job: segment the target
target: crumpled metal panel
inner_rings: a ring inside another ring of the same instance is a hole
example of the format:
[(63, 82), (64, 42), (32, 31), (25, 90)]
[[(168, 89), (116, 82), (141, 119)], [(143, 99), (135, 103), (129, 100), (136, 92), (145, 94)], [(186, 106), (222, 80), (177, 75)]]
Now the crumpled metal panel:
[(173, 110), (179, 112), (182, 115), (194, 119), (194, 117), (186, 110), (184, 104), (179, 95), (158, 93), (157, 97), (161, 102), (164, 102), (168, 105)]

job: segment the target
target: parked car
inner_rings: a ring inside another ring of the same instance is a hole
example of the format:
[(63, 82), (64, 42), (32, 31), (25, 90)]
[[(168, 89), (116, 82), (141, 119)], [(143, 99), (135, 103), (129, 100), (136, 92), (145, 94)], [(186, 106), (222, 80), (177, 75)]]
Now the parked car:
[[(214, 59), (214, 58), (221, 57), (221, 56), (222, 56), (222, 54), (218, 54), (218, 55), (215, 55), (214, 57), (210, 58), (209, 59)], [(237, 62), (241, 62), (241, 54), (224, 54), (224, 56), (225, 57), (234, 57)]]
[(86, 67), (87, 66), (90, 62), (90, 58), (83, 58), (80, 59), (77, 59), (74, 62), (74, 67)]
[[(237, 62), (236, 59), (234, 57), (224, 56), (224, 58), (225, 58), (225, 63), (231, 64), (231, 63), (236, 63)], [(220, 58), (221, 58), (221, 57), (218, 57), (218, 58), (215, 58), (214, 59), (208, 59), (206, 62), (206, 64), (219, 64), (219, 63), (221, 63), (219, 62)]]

Problem description:
Please copy every line of the entries above without changing anything.

Task answer:
job: segment the target
target: crumpled metal panel
inner_rings: a ring inside another ring of the same instance is a hole
example of the format:
[(63, 82), (64, 42), (32, 31), (25, 90)]
[[(168, 89), (116, 82), (141, 119)], [(143, 99), (135, 103), (129, 100), (136, 92), (145, 94)], [(186, 106), (222, 80), (177, 75)]]
Now the crumpled metal panel:
[(173, 110), (179, 112), (182, 115), (194, 119), (194, 117), (186, 110), (184, 104), (179, 95), (158, 93), (157, 97), (161, 102), (164, 102), (168, 105)]

job: segment the target
target: parked car
inner_rings: a ring inside another ring of the same instance is a hole
example of the format:
[(63, 82), (64, 42), (32, 31), (25, 90)]
[[(168, 89), (116, 82), (141, 119)], [(143, 99), (135, 103), (129, 100), (136, 92), (145, 94)], [(186, 106), (222, 80), (177, 75)]]
Now the parked car:
[[(214, 59), (214, 58), (221, 57), (221, 56), (222, 56), (222, 54), (218, 54), (218, 55), (215, 55), (214, 57), (210, 58), (209, 59)], [(237, 62), (241, 62), (241, 54), (224, 54), (224, 56), (225, 57), (234, 57)]]
[(86, 67), (87, 66), (90, 62), (90, 58), (83, 58), (80, 59), (77, 59), (74, 62), (74, 67)]
[[(237, 62), (236, 59), (234, 57), (224, 56), (224, 58), (225, 58), (225, 63), (231, 64), (231, 63), (236, 63)], [(220, 58), (221, 58), (221, 57), (218, 57), (218, 58), (215, 58), (214, 59), (208, 59), (206, 62), (206, 64), (219, 64), (219, 63), (221, 63), (219, 62)]]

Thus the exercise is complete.